* Tasks for this exercise *
**a)** Answer these questions about the news report on US policy toward Pakistan:
(i) How many days did the review of US policy last?
(ii) Which newspaper reported the panel's recommendations?
(iii) What did nonmilitary aid to Pakistan total in 2008?
**b)** Give a continuation of the news report on US aid to Pakistan, picking up after its final sentence.

* Exercise passage *
########################################

WASHINGTON: The panel reviewing US policies for Afghanistan and Pakistan is likely to recommend massive civilian and military aid to Pakistan, a media report said on Friday.
 
The panel will recommend ‘intense engagement’ with Pakistan, including a massive, long-term increase in economic aid and more helicopters to fight Islamic militants, the Washington Times said.
 
President Barack Obama is soon expected to announce a new US strategy for Pakistan and Afghanistan and the panel he appointed recently to review the plan is busy giving final touches to it.
 
According to the report, the new strategy will recommend ‘intense engagement’ with Pakistan, including a massive, long-term increase in economic aid and more helicopters to fight militants.
 
A participant in the 60-day review of US policy said a key focus of the new strategy is shoring up Pakistan, which the participant called the root of much of the instability next door.
 
‘You will see intense engagement of Pakistan to keep civilian rule intact, to keep the economy from tanking and to increase assistance for counterinsurgency, especially helicopters,’ a review participant said.
 
One element of the new US strategy is a massive increase in nonmilitary aid to Pakistan. In 2008, nonmilitary aid totaled nearly $800 million.

########################################

(Data records)
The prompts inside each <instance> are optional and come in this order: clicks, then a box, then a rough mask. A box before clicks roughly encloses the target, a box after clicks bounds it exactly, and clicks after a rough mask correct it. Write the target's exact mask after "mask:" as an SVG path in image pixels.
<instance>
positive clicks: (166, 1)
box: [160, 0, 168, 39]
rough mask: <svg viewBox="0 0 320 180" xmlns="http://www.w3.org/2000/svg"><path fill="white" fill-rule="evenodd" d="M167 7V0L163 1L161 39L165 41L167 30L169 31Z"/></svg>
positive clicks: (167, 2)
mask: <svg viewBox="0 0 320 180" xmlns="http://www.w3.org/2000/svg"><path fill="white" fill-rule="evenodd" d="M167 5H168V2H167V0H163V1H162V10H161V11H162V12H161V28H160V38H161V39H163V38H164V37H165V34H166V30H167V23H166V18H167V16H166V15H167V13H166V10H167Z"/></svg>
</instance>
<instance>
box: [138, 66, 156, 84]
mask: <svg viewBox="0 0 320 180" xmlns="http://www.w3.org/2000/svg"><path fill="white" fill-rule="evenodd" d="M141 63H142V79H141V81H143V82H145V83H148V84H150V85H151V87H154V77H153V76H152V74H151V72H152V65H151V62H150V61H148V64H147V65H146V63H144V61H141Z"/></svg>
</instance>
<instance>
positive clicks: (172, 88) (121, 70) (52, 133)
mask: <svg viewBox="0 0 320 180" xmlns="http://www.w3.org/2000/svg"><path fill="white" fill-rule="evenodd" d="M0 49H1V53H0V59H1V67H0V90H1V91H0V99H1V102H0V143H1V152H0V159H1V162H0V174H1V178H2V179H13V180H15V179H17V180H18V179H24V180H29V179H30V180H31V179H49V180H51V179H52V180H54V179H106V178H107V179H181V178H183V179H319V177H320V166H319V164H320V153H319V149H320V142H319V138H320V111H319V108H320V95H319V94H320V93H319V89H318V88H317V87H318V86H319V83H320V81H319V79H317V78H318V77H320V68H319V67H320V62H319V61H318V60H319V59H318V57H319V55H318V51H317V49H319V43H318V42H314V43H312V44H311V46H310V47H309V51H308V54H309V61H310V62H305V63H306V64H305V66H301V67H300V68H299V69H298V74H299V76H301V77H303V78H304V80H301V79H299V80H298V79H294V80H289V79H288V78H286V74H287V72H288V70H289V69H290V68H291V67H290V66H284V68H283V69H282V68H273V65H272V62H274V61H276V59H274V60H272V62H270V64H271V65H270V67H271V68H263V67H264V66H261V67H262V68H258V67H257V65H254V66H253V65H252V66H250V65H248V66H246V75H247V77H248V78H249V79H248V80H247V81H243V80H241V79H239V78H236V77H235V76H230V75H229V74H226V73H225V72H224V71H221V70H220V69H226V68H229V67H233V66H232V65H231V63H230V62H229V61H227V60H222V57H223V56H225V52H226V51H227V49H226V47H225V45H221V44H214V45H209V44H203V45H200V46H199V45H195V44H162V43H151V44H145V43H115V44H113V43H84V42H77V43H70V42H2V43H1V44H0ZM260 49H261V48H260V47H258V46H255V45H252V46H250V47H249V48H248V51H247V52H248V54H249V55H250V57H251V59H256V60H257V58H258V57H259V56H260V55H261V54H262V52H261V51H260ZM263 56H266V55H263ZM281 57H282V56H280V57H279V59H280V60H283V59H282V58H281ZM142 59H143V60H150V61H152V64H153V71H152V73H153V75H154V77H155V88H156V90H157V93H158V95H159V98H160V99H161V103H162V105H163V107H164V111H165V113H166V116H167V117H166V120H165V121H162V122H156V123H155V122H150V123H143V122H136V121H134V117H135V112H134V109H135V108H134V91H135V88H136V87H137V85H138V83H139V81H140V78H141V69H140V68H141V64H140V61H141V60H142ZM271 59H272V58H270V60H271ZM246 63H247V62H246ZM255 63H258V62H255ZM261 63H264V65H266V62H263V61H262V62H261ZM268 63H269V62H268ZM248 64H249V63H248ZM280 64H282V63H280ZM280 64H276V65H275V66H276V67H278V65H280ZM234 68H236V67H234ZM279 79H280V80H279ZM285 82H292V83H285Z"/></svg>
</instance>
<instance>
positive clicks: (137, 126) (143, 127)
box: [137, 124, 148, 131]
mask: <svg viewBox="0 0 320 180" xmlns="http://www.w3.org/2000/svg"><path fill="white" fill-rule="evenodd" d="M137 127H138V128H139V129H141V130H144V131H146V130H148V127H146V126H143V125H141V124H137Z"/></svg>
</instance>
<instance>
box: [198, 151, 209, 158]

########################################

* Responses to the exercise *
**a)**
(i) 60 days
(ii) The Washington Times
(iii) Nearly $800 million

**b)**
The review participant said the Obama administration supports a bill introduced last year by Sen. Joseph R. Biden Jr., a Delaware Democrat who is now the vice president, and Sen. Richard G. Lugar of Indiana, the ranking Republican on the Senate Foreign Relations Committee.
 
The legislation calls for increasing annual US nonmilitary aid to Pakistan to $1.5 billion and guaranteeing it for at least five and potentially 10 years.
 
‘The 10-year time frame ... is intended to address persistent Pakistani fear that the US is interested only in a short-term tactical ... relationship,’ said a statement provided by the foreign relations committee.
 
Last year’s bill did not set a figure for military aid - reportedly more than $10 billion since 2001 - but conditions it on US certification that ‘Pakistani security forces are making concerted efforts to prevent al Qaeda and associated terrorist groups from operating in the territory of Pakistan.’
 
Frederick Jones, a spokesman for the Foreign Relations Committee, said the chairman, Sen. John Kerry, Massachusetts Democrat, intends to reintroduce the legislation soon.
 
‘The co-sponsors of the previous bill were Secretary of State Clinton and now President Obama,’ Mr. Jones said. ‘So one can assume from their previous support that they will be supportive of the new legislation.’
 
The Obama administration has been closely monitoring Pakistan's domestic political situation and recently helped broker an end to a crisis caused by President Asif Ali Zardari's attempted crackdown on opponents and his refusal to reinstate Pakistan's chief justice, the newspaper noted.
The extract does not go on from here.